Your objective ▸ Return every line in the rows below that contains the word "green".
··········
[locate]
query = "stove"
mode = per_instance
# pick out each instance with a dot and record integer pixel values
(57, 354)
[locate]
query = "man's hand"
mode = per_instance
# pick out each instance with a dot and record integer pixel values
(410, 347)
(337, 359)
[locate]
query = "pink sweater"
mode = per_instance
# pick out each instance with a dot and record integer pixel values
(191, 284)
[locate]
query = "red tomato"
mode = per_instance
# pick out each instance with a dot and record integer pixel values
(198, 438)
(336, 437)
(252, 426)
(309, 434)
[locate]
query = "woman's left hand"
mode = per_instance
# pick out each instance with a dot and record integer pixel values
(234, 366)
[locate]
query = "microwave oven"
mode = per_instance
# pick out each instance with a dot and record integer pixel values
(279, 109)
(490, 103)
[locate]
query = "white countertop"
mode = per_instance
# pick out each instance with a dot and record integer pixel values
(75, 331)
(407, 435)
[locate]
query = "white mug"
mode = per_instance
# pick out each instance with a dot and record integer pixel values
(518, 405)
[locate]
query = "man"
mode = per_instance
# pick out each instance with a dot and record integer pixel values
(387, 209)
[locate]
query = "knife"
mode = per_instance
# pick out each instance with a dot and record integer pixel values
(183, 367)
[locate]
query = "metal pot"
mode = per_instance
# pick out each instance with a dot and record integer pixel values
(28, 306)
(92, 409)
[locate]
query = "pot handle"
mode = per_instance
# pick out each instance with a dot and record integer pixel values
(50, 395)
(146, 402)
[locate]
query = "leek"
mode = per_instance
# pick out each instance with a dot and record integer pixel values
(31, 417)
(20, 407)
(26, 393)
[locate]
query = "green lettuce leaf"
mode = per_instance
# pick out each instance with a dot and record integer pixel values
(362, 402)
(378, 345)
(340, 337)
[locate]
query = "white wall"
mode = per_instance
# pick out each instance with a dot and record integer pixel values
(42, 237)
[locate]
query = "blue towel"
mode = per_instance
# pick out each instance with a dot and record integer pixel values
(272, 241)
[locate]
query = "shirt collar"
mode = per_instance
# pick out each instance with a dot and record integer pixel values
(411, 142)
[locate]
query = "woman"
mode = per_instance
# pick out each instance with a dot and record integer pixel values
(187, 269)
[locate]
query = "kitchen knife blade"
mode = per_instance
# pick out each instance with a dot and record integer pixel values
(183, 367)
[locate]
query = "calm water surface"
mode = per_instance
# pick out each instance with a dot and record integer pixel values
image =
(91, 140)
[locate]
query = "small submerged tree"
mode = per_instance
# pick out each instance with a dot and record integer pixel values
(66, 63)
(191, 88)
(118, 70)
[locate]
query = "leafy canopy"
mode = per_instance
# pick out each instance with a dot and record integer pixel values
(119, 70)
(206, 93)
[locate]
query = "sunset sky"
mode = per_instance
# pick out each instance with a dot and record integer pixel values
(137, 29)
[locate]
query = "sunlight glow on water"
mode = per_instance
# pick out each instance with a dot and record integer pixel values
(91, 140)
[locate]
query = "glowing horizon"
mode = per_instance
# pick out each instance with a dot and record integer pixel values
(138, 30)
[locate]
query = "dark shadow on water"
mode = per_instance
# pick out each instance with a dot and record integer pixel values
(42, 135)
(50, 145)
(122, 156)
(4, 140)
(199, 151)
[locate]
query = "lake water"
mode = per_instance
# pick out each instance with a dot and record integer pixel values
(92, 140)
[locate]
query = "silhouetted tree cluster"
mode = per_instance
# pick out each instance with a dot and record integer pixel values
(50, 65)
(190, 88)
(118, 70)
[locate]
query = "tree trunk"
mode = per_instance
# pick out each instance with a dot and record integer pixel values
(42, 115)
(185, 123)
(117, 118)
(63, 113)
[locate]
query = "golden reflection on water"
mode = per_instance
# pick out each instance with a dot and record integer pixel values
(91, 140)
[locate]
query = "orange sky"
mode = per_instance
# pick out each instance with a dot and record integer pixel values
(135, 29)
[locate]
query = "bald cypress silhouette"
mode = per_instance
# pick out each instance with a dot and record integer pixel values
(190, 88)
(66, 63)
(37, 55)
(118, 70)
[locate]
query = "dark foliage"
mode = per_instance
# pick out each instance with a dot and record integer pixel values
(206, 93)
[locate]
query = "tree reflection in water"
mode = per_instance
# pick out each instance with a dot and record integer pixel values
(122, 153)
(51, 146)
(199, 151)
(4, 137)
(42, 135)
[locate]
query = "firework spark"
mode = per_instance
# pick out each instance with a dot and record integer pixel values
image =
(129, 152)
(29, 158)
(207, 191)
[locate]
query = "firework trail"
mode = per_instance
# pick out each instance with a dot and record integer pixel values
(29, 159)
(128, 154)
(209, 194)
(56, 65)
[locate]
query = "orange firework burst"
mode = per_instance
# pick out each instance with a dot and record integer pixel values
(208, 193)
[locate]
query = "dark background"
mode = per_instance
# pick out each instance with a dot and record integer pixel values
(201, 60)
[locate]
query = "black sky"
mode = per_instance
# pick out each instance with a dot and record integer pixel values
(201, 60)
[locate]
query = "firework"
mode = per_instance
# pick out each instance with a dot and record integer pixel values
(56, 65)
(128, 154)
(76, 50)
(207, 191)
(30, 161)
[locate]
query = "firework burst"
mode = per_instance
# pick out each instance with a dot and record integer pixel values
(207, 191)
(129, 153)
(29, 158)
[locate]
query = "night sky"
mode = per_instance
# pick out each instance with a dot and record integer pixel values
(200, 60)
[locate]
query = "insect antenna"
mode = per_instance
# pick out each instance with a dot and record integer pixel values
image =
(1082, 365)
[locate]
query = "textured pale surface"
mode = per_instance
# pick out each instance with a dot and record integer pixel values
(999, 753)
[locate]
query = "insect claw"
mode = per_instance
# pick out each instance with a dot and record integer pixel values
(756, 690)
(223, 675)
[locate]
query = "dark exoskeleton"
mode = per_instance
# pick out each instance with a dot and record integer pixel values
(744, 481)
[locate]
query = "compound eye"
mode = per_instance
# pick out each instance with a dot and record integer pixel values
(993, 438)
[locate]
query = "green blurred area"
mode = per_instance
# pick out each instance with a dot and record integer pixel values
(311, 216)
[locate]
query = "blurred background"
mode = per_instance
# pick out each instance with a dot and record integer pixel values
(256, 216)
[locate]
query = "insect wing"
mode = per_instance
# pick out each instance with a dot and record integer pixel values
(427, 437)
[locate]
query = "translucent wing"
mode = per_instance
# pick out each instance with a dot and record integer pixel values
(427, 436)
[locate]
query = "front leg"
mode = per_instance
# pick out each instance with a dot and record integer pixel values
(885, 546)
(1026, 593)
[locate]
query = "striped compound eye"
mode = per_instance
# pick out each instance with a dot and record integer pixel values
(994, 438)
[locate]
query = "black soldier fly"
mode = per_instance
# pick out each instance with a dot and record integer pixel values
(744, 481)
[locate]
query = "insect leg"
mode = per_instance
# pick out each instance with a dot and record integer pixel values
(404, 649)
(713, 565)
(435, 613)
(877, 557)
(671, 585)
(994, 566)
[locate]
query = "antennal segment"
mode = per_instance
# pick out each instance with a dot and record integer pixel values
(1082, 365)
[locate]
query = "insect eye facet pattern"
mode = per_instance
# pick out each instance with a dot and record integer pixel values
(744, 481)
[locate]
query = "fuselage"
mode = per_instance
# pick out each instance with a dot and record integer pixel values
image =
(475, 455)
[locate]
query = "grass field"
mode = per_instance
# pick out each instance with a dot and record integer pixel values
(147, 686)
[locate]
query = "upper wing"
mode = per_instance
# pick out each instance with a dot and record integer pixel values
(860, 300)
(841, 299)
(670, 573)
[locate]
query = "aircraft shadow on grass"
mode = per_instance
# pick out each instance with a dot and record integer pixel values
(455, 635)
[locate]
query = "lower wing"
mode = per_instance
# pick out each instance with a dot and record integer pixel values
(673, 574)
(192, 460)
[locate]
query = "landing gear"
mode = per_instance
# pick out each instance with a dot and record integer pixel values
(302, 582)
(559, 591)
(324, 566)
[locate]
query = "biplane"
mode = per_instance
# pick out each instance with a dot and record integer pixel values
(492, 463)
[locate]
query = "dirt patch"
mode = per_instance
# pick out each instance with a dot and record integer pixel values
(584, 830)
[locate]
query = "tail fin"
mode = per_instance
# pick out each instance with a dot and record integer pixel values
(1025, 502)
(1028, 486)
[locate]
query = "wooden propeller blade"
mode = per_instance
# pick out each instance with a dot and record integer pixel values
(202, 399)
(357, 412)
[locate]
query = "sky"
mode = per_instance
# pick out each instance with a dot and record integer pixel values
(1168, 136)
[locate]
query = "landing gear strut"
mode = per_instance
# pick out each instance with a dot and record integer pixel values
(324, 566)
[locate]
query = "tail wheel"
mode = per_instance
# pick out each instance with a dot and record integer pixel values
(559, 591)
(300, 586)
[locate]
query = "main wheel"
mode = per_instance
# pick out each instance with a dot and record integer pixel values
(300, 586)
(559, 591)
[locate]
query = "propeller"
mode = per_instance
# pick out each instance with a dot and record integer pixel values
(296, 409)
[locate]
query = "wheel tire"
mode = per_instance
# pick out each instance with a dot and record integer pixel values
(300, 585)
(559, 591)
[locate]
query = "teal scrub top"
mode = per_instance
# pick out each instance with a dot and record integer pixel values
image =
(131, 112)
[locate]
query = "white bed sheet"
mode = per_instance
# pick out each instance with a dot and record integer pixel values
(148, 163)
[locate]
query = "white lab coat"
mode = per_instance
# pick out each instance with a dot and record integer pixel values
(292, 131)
··········
Exercise result ▸
query = "green lettuce leaf"
query = "green blurred area"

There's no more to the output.